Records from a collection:
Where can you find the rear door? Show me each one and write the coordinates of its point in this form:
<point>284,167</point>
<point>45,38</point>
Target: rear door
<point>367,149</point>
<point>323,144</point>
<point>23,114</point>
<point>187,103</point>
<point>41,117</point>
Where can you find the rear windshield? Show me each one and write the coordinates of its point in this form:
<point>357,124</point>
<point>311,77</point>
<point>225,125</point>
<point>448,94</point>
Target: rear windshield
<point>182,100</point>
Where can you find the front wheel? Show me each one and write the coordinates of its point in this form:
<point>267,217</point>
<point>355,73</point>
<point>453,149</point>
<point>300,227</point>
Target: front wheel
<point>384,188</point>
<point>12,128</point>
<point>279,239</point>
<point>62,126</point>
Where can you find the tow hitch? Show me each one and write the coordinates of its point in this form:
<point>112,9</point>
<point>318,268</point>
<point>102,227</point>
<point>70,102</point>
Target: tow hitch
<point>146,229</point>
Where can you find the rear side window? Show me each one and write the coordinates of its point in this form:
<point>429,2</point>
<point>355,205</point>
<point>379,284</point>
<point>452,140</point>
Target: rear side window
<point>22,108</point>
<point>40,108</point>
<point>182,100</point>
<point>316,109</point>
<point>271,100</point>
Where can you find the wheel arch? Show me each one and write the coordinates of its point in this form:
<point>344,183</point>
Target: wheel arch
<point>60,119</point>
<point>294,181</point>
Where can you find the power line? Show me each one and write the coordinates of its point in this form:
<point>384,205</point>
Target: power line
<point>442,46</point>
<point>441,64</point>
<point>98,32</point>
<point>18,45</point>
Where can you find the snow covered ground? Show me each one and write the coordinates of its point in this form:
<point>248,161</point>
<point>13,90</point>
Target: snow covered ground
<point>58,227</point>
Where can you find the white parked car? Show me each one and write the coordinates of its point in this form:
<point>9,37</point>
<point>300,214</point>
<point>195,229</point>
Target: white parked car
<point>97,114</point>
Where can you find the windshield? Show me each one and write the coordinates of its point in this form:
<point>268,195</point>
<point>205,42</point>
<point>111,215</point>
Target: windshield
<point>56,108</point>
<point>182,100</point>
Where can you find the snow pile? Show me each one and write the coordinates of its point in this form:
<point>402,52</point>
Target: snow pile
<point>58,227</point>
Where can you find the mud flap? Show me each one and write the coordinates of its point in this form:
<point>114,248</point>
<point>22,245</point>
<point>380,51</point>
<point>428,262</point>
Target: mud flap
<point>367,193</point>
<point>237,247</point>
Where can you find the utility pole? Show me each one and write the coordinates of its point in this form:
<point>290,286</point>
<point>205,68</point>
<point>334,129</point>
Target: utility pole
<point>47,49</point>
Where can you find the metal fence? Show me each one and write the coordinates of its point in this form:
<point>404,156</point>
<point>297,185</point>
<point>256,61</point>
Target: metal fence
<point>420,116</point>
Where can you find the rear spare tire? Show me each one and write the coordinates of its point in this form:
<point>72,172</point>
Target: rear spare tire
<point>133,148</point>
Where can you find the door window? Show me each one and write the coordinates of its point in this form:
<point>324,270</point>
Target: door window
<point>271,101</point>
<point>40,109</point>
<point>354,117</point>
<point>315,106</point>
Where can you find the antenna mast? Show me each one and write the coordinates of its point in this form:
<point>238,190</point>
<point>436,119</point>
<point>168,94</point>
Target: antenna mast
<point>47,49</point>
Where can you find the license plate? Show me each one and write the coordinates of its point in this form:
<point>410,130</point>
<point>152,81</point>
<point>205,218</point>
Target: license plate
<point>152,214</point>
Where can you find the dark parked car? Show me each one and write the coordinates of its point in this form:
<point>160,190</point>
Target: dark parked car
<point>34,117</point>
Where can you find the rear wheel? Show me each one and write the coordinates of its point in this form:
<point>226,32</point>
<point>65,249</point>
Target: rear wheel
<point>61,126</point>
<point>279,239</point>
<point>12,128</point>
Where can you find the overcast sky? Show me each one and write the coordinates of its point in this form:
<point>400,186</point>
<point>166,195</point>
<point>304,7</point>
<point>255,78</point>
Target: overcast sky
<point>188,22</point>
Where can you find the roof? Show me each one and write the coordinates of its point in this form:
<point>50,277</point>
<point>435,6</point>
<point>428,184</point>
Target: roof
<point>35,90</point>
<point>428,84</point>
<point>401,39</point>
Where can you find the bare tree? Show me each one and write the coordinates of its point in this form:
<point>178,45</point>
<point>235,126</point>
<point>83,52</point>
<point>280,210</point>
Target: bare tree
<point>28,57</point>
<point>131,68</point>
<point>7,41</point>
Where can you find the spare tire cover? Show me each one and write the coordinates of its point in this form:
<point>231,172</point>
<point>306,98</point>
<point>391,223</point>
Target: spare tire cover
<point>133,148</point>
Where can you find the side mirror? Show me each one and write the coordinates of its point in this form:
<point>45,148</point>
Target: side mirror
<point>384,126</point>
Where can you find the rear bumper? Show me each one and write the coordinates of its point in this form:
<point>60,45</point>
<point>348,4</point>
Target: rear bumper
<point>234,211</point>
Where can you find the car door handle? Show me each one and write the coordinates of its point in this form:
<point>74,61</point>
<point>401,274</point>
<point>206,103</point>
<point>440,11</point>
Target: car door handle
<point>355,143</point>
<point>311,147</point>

#### [Task details]
Copy every row above word for word.

#### [Output for this task]
Where can you find the rear door? Show me each one and write the coordinates of its point in this form:
<point>284,167</point>
<point>45,38</point>
Target: rear door
<point>367,149</point>
<point>323,144</point>
<point>23,114</point>
<point>187,103</point>
<point>41,117</point>
Where can you find the rear windshield? Show me each one and write the coordinates of its point in this form:
<point>357,124</point>
<point>311,77</point>
<point>225,125</point>
<point>448,94</point>
Target: rear windshield
<point>182,100</point>
Where can you find the front wheel? Show me each one and write the coordinates of its point in this form:
<point>267,217</point>
<point>355,73</point>
<point>453,149</point>
<point>300,227</point>
Target: front wheel
<point>384,188</point>
<point>12,128</point>
<point>279,239</point>
<point>62,126</point>
Where can you find the tow hitch? Show me each one and write the coordinates of its point in this form:
<point>112,9</point>
<point>318,268</point>
<point>102,227</point>
<point>70,102</point>
Target: tow hitch
<point>146,229</point>
Where can you find the rear side window? Show me each one and write the coordinates of its point in this form:
<point>429,2</point>
<point>355,205</point>
<point>379,284</point>
<point>452,140</point>
Target: rear side window
<point>22,108</point>
<point>40,108</point>
<point>182,100</point>
<point>316,109</point>
<point>271,100</point>
Where can you find the wheel arch? Show me each one and write the coordinates of its point in this form:
<point>344,183</point>
Target: wheel arch
<point>60,119</point>
<point>294,181</point>
Where can you find the power line? Show me each one and write the coordinates of its point in this form:
<point>384,205</point>
Target: power line
<point>442,46</point>
<point>441,64</point>
<point>98,32</point>
<point>18,45</point>
Where can you find the snow covered ground? Show me each one and write the coordinates of its point in this form:
<point>248,161</point>
<point>13,90</point>
Target: snow covered ground
<point>58,227</point>
Where can you find the white parked car? Show me each one and write the coordinates of its point in this form:
<point>9,37</point>
<point>300,214</point>
<point>195,229</point>
Target: white parked car
<point>97,114</point>
Where can you find the windshield? Show me each one and write the coordinates of its point in this form:
<point>268,195</point>
<point>205,42</point>
<point>111,215</point>
Target: windshield
<point>56,108</point>
<point>182,100</point>
Where can you find the snow pile? Show me each one and write the coordinates of its point in this form:
<point>402,52</point>
Target: snow pile
<point>58,227</point>
Where can you find the mud flap? Show me each one and write the coordinates of its point in this form:
<point>114,248</point>
<point>22,245</point>
<point>380,51</point>
<point>428,262</point>
Target: mud flap
<point>367,193</point>
<point>237,247</point>
Where can you find the utility pole? Show me each one and write the coordinates of its point in this form:
<point>290,286</point>
<point>205,68</point>
<point>334,129</point>
Target: utility pole
<point>47,49</point>
Where can you find the metal fence? Show me each one and write the coordinates of its point in this form:
<point>404,156</point>
<point>297,185</point>
<point>256,61</point>
Target: metal fence
<point>420,116</point>
Where can you find the rear spare tire? Show me each one and write the coordinates of its point in this form:
<point>72,172</point>
Target: rear spare tire
<point>133,148</point>
Where can you find the door window? Show me each one and write the coordinates of its point in this form:
<point>324,270</point>
Target: door window
<point>271,101</point>
<point>40,109</point>
<point>354,117</point>
<point>315,106</point>
Where can you find the antenna mast? Show me each one and write the coordinates of its point in this form:
<point>238,190</point>
<point>436,119</point>
<point>168,94</point>
Target: antenna mast
<point>47,49</point>
Where can you find the license plate? Show me each one and write the coordinates of its point in this form:
<point>410,130</point>
<point>152,81</point>
<point>205,218</point>
Target: license plate
<point>152,214</point>
Where can you find the dark parked car? Show me each one and write the coordinates of its point in this form:
<point>160,190</point>
Target: dark parked car
<point>34,117</point>
Where can you find the rear wheel? Show me each one and write the coordinates of its point in this form:
<point>226,32</point>
<point>65,249</point>
Target: rear wheel
<point>61,126</point>
<point>279,239</point>
<point>12,128</point>
Where can you find the overcast sky? Show me each one and write the coordinates of its point in this form:
<point>400,186</point>
<point>166,195</point>
<point>304,7</point>
<point>255,78</point>
Target: overcast sky
<point>188,22</point>
Where can you find the roof? Show me each one and write the coordinates of its point in this form:
<point>50,277</point>
<point>435,6</point>
<point>428,184</point>
Target: roof
<point>35,90</point>
<point>428,84</point>
<point>401,39</point>
Where can you find the bare tree? Show me each one and write the coordinates of its point in this form:
<point>178,45</point>
<point>235,126</point>
<point>83,52</point>
<point>280,210</point>
Target: bare tree
<point>28,57</point>
<point>131,68</point>
<point>7,41</point>
Where can you find the spare tire cover? Show me each one and write the coordinates of its point in this form:
<point>231,172</point>
<point>306,98</point>
<point>391,223</point>
Target: spare tire cover
<point>133,148</point>
Where can you find the side mirror? Show me each one and write the coordinates of its point in this form:
<point>45,148</point>
Target: side mirror
<point>384,126</point>
Where can you find the rear bumper? Show me each one and write the coordinates of its point in this form:
<point>60,45</point>
<point>348,4</point>
Target: rear bumper
<point>234,211</point>
Where can you find the car door handle? Show me each one and write the coordinates of its point in this form:
<point>74,61</point>
<point>401,274</point>
<point>206,103</point>
<point>440,11</point>
Target: car door handle
<point>355,143</point>
<point>311,147</point>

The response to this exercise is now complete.